# REQUIREMENTS
Arrange the lines of the material below as a Markdown table with the columns "No." and "Text", numbering each row and skipping blank lines. Leave the pictures out.

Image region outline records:

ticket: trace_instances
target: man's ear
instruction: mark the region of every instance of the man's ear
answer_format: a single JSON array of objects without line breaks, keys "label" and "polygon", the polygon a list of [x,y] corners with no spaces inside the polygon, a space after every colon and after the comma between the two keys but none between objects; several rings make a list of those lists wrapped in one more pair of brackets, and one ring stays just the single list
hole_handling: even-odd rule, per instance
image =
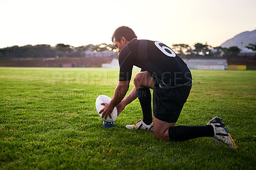
[{"label": "man's ear", "polygon": [[125,38],[124,38],[124,36],[121,37],[120,42],[125,43],[127,42]]}]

# THE REPLY
| No. | Text |
|---|---|
| 1 | ticket: trace_instances |
| 2 | target: man's ear |
| 3 | instruction: mark the region of every instance of the man's ear |
| 4 | answer_format: a single JSON array of objects without line breaks, keys "label" and "polygon", the polygon a list of [x,y] corners with no spaces inside the polygon, a space after every colon and after the comma between the two keys but none between objects; several rings make a list of those lists wrapped in one more pair of brackets, and one ring stays just the single list |
| 5 | hole_handling: even-odd rule, per instance |
| 6 | image = |
| 7 | [{"label": "man's ear", "polygon": [[125,38],[124,38],[124,36],[121,37],[120,42],[125,43],[127,42]]}] |